## Start Source document

Annie Leibovitz and The Gay Tax : The Cost of Love

Susan Sontag. Photo © Annie Leibovitz / Politics, Theory & Photography.

Annie Leibovitz and the gay tax

Same-sex couples do not have the same privileges as straight married couples when it comes to inheritance. If your partner passes away and leaves her estate to you, you have to pay up to 50 percent of the value of your inheritance in taxes. However, if you and your partner were recognized as a married couple, you wouldn’t have to pay a dime.

By Nancy Goldstein / March 5, 2009

Poets swoon about it and singers croon about it, but LGBT people can calculate the cost of love down to the last penny. In my household it comes to around $329.25 monthly: that’s the gay tax my wife and I shell out for me to be on her health insurance plan, because her company must treat that benefit as additional taxable income. It doesn’t matter that our Massachusetts marriage is recognized in New York. Companies pay for their employees’ health insurance with pre-tax money through a federal program, and same-sex marriage isn’t federally recognized.

## End Source document
## Start Data lines

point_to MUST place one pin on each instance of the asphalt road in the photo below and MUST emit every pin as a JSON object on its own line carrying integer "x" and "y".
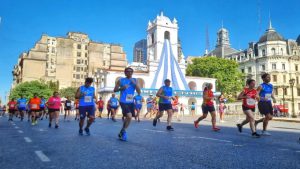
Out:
{"x": 23, "y": 146}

## End Data lines

▶ To-do list:
**A)** Edit the passage of the gay tax article from "By Nancy Goldstein" up to and including "isn’t federally recognized." so that "household" becomes "home", and write out that passage in full.
**B)** Continue the article on Annie Leibovitz and the gay tax from the point where it stops.

▶ Answers below:
**A)**
By Nancy Goldstein / March 5, 2009

Poets swoon about it and singers croon about it, but LGBT people can calculate the cost of love down to the last penny. In my home it comes to around $329.25 monthly: that’s the gay tax my wife and I shell out for me to be on her health insurance plan, because her company must treat that benefit as additional taxable income. It doesn’t matter that our Massachusetts marriage is recognized in New York. Companies pay for their employees’ health insurance with pre-tax money through a federal program, and same-sex marriage isn’t federally recognized.

**B)**
But that’s chump change compared to what love is currently costing celebrity photographer Annie Leibovitz. Back in late February the NYT noted that Leibovitz had borrowed a total of $15.5 million from a company called Art Capital Group using “as collateral, among other items … town houses she owns in Greenwich Village, a country house, and something else: the rights to all of her photographs.”

But what the NYT missed, along with every other straight newspaper that picked up the story, is why Leibovitz suddenly found herself in such dire financial straits. It took AfterEllen’s Julie Miranda to put two and two together and figure out that “most of Leibovitz’ financial woes stemmed from her inheritance of her longtime partner, Susan Sontag’s estate.” Writes Miranda (who, in turn, is channeling Suze Orman’s Valentine’s Wish for Gay Marriage):

“Same-sex couples do not have the same privileges as straight married couples when it comes to inheritance. If your partner passes away and leaves her estate to you, you have to pay up to 50 percent of the value of your inheritance in taxes. However, if you and your partner were recognized as a married couple, you wouldn’t have to pay a dime…When Sontag died in 2004, she bequeathed several properties to Leibovitz, who was forced to pony up half of their value to keep them.”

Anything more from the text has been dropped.